Print the listing below line for line without changing anything, and leave out the pictures.

Data entries:
━━━━━━

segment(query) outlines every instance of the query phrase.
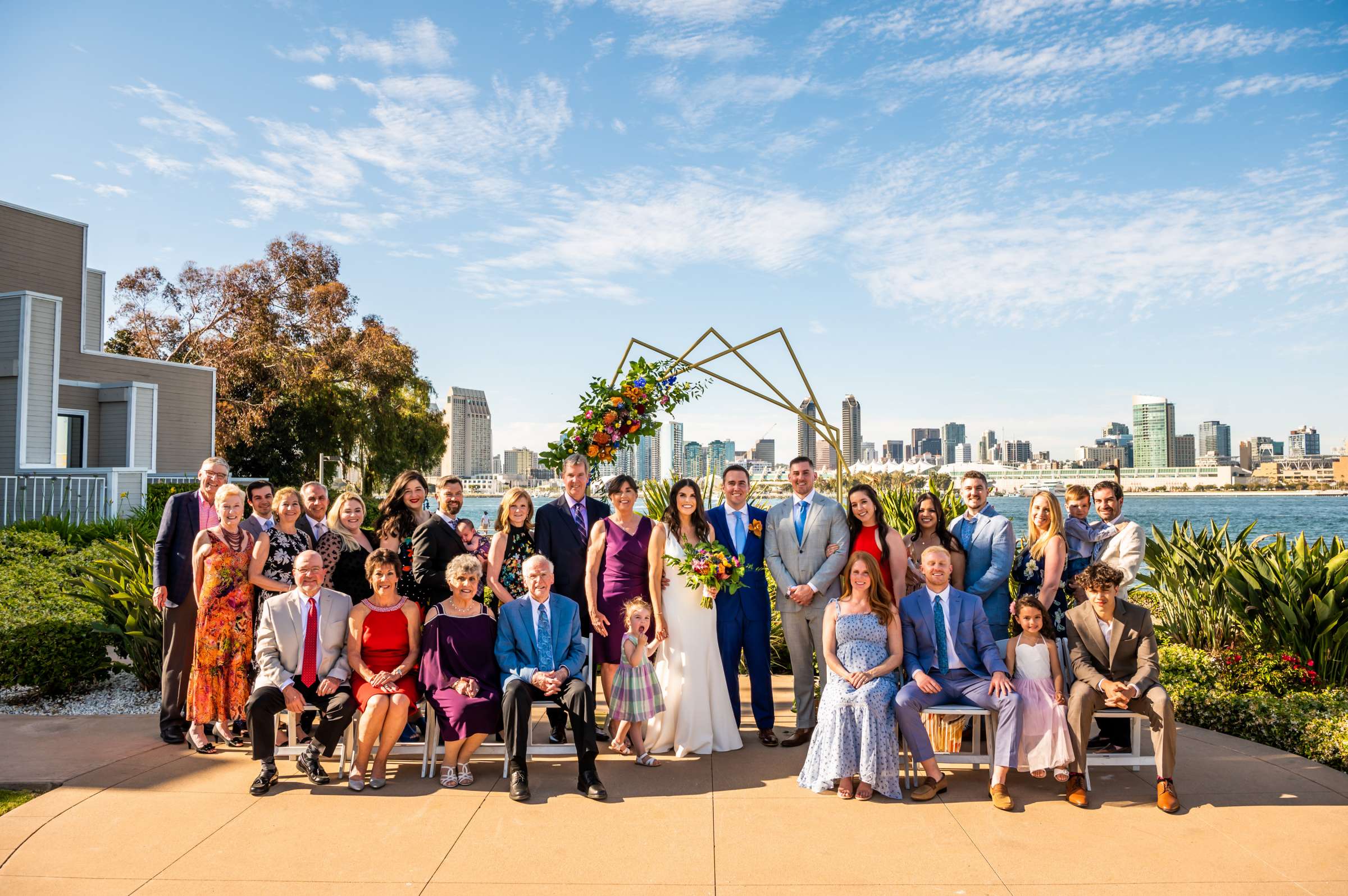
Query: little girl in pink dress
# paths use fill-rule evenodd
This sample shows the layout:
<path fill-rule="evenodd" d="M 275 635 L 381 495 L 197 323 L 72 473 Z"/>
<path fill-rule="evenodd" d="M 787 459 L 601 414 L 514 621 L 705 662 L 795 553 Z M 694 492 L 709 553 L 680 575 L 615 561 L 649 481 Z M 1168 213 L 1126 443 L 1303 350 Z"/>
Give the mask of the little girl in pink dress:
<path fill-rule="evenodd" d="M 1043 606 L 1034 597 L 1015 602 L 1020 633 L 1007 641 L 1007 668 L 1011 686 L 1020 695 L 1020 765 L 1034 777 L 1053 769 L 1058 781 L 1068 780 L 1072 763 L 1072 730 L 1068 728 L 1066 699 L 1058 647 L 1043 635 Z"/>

━━━━━━

▶ **The result**
segment(query) outlines every instance of the query phrase.
Query: little girl in pink dress
# paths use fill-rule evenodd
This sample shows the layout:
<path fill-rule="evenodd" d="M 275 635 L 381 495 L 197 323 L 72 473 Z"/>
<path fill-rule="evenodd" d="M 787 459 L 601 414 L 514 621 L 705 662 L 795 553 Z M 694 492 L 709 553 L 680 575 L 615 561 L 649 481 Z M 1168 213 L 1126 443 L 1303 350 Z"/>
Give the mask of the little girl in pink dress:
<path fill-rule="evenodd" d="M 1043 606 L 1034 597 L 1015 602 L 1020 633 L 1007 641 L 1007 668 L 1011 686 L 1020 695 L 1020 765 L 1034 777 L 1053 769 L 1058 781 L 1068 780 L 1072 763 L 1072 730 L 1068 728 L 1066 699 L 1058 647 L 1043 635 Z"/>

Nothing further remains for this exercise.